Data listing:
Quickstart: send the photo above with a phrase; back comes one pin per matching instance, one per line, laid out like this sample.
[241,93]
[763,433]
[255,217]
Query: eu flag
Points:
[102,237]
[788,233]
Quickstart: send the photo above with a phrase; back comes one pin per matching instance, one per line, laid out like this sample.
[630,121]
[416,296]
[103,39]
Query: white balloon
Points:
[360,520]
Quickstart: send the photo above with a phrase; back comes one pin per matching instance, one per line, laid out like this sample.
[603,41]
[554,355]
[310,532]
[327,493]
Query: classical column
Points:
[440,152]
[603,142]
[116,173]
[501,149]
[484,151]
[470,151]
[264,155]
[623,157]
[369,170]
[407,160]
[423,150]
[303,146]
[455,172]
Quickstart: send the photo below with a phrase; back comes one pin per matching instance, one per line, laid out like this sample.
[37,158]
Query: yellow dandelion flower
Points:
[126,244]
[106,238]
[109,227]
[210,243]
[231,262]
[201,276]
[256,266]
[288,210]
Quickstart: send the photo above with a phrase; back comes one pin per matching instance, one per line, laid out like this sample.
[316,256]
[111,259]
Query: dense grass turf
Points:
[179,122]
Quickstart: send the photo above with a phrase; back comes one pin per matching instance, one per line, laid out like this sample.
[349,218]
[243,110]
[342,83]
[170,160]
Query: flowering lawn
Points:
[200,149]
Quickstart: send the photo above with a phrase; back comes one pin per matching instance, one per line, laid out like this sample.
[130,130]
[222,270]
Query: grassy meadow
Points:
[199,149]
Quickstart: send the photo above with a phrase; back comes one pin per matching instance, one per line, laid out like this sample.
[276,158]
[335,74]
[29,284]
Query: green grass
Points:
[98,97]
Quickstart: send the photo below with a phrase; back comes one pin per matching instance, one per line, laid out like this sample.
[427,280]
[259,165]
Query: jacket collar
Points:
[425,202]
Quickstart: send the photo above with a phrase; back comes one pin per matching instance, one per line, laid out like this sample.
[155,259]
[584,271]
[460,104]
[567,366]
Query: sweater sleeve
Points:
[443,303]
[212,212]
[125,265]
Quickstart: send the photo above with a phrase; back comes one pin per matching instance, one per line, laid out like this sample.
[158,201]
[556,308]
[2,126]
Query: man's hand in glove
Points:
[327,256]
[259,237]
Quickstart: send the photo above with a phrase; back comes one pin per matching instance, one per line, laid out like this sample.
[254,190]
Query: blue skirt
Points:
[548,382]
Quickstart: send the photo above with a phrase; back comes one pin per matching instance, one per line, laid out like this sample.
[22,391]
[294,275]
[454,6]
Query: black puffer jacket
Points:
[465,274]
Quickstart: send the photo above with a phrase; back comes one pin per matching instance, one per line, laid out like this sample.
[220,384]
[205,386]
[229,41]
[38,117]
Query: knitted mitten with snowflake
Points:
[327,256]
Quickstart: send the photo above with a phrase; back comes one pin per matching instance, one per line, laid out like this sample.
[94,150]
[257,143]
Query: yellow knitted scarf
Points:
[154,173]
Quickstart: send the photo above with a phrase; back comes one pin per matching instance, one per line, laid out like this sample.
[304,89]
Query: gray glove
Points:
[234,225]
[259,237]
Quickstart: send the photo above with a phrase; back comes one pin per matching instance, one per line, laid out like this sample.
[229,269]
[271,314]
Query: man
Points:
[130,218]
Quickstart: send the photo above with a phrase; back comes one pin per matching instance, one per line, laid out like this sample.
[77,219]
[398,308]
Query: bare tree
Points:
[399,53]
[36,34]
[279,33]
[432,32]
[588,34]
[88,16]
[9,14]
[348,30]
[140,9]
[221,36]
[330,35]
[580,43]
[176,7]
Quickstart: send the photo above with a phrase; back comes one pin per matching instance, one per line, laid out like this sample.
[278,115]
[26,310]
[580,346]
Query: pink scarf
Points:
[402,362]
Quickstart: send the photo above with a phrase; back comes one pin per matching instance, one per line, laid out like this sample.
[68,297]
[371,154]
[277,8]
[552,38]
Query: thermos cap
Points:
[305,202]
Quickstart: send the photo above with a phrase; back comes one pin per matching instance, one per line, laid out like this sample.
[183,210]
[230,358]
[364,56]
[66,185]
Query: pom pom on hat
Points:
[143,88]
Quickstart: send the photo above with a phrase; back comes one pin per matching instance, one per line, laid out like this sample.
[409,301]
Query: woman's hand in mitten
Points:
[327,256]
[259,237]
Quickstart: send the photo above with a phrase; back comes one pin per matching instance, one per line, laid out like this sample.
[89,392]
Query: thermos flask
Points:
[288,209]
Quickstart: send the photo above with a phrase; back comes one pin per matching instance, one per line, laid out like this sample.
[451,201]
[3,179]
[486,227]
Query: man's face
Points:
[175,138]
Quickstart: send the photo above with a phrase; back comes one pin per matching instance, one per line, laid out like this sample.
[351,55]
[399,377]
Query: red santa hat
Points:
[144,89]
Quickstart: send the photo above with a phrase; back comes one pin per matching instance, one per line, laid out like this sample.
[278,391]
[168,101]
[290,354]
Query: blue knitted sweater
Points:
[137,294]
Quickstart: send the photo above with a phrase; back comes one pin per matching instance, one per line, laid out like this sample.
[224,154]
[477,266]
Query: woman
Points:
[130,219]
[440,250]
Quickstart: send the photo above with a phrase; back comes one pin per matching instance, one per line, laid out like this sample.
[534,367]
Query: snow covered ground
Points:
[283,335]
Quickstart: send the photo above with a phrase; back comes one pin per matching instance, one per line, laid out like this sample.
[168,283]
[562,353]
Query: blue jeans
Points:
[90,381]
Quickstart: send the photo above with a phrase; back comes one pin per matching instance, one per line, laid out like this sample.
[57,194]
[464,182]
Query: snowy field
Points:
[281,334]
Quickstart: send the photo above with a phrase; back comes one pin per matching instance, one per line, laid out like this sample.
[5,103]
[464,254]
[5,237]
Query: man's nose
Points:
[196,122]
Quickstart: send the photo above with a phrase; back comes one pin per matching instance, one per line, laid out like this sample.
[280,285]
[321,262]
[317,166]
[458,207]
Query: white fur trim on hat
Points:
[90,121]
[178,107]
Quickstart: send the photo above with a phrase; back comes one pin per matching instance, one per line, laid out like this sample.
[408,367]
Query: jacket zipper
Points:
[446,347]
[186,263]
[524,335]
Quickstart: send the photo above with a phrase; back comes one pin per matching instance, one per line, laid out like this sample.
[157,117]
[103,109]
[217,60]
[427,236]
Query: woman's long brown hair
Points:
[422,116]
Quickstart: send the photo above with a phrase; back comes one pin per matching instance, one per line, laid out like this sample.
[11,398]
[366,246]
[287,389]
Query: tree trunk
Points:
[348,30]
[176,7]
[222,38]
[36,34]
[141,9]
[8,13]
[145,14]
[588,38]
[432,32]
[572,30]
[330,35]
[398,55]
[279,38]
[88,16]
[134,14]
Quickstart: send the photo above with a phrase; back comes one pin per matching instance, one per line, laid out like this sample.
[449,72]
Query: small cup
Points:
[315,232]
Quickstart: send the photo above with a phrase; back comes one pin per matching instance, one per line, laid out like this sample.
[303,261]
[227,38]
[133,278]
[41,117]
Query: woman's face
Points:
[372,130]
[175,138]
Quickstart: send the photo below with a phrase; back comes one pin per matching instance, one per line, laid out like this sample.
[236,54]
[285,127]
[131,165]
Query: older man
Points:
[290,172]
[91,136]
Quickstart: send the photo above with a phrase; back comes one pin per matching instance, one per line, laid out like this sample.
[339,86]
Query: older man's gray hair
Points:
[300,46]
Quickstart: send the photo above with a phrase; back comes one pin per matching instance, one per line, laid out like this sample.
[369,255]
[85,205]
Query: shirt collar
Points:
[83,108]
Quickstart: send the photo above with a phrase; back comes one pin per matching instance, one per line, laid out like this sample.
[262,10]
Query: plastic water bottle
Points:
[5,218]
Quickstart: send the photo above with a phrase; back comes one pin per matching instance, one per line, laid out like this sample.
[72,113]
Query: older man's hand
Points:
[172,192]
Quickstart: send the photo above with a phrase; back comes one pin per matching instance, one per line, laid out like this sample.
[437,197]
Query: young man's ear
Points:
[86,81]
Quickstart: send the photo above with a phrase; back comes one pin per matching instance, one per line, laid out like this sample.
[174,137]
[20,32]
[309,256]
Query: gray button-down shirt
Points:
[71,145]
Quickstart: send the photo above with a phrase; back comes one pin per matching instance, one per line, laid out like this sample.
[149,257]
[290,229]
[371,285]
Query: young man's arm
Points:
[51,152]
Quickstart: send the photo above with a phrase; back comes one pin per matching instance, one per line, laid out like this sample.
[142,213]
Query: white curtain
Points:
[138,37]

(Exercise goal) Pick out every line in the records above that contains the string "blue", matching case exactly.

(Solved problem)
Query: blue skirt
Query: blue knitted sweater
Query: blue jeans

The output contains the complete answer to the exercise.